┌─ INFORMATION SUPPLIED
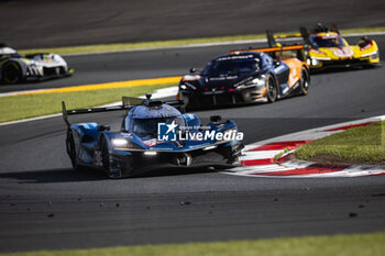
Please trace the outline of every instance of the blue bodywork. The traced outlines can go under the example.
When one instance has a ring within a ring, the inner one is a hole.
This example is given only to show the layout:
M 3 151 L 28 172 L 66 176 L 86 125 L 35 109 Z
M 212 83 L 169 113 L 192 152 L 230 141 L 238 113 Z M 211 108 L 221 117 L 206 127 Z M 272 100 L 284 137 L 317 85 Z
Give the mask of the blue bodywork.
M 66 112 L 68 123 L 67 113 L 79 112 Z M 157 127 L 154 125 L 167 120 L 177 123 L 178 140 L 160 141 L 153 133 Z M 217 119 L 204 126 L 195 114 L 183 114 L 169 104 L 147 99 L 128 109 L 118 132 L 98 123 L 68 123 L 66 144 L 75 169 L 100 168 L 109 177 L 120 178 L 162 167 L 238 166 L 242 138 L 216 137 L 217 133 L 237 132 L 232 120 L 219 122 Z M 207 137 L 201 141 L 194 137 L 199 133 Z

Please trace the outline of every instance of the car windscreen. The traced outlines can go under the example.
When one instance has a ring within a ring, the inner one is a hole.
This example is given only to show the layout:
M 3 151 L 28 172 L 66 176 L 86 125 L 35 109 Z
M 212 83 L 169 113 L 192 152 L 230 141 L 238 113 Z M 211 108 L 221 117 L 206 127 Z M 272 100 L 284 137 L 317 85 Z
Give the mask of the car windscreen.
M 237 59 L 237 60 L 217 60 L 210 63 L 201 73 L 204 76 L 238 76 L 249 74 L 260 69 L 260 59 Z
M 345 46 L 341 36 L 310 36 L 310 44 L 315 48 Z
M 167 116 L 156 119 L 133 119 L 131 122 L 131 132 L 135 133 L 140 137 L 155 138 L 157 137 L 158 123 L 170 124 L 175 122 L 178 127 L 183 124 L 182 118 L 179 116 Z
M 0 59 L 4 59 L 4 58 L 23 58 L 24 56 L 19 54 L 19 53 L 14 53 L 14 54 L 0 54 Z

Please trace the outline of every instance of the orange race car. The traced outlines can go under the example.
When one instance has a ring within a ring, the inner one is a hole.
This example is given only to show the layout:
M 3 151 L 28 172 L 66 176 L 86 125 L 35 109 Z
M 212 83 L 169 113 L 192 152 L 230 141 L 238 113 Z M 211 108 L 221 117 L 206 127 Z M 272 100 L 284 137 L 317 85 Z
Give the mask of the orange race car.
M 187 108 L 274 102 L 307 94 L 310 75 L 298 59 L 304 46 L 234 51 L 212 59 L 197 74 L 191 68 L 179 82 Z
M 276 40 L 302 37 L 307 45 L 306 60 L 312 71 L 332 68 L 378 67 L 380 52 L 374 40 L 362 37 L 356 45 L 350 45 L 342 37 L 337 25 L 331 27 L 318 24 L 312 31 L 300 27 L 299 34 L 273 35 L 267 31 L 267 41 L 271 47 L 279 46 Z M 298 44 L 297 44 L 298 45 Z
└─
_DIRECTION_:
Could you lay out the material, starting at the line containing "Please trace the outline of every instance of the car" and ending at the line containing "M 0 59 L 4 59", as a Markdown table with the columns Row and Content, giving each line a number and leaving out blank lines?

_FULL ANSWER_:
| Row | Content |
|---|---|
| 1 | Please trace the outline of every instance of the car windscreen. The traced outlines can go under the example. |
| 2 | When one instance has a ring within a ring, the inner one is a hole. |
| 3 | This example is given only to show the layout: |
| 4 | M 3 151 L 28 172 L 66 176 L 86 125 L 35 109 Z |
| 5 | M 212 83 L 169 113 L 192 152 L 230 141 L 238 113 Z M 211 108 L 221 117 L 206 127 Z M 272 100 L 284 137 L 317 85 Z |
| 6 | Give the mask of the car windscreen. |
| 7 | M 237 59 L 237 60 L 217 60 L 210 63 L 201 73 L 204 76 L 238 76 L 249 74 L 260 69 L 260 59 Z |
| 8 | M 345 46 L 341 36 L 310 36 L 310 44 L 315 48 Z |
| 9 | M 167 116 L 156 119 L 133 119 L 131 122 L 131 132 L 135 133 L 140 137 L 155 138 L 157 137 L 158 123 L 170 124 L 175 122 L 178 127 L 183 124 L 182 118 L 179 116 Z |
| 10 | M 0 59 L 4 59 L 4 58 L 23 58 L 24 56 L 19 54 L 19 53 L 14 53 L 14 54 L 0 54 Z |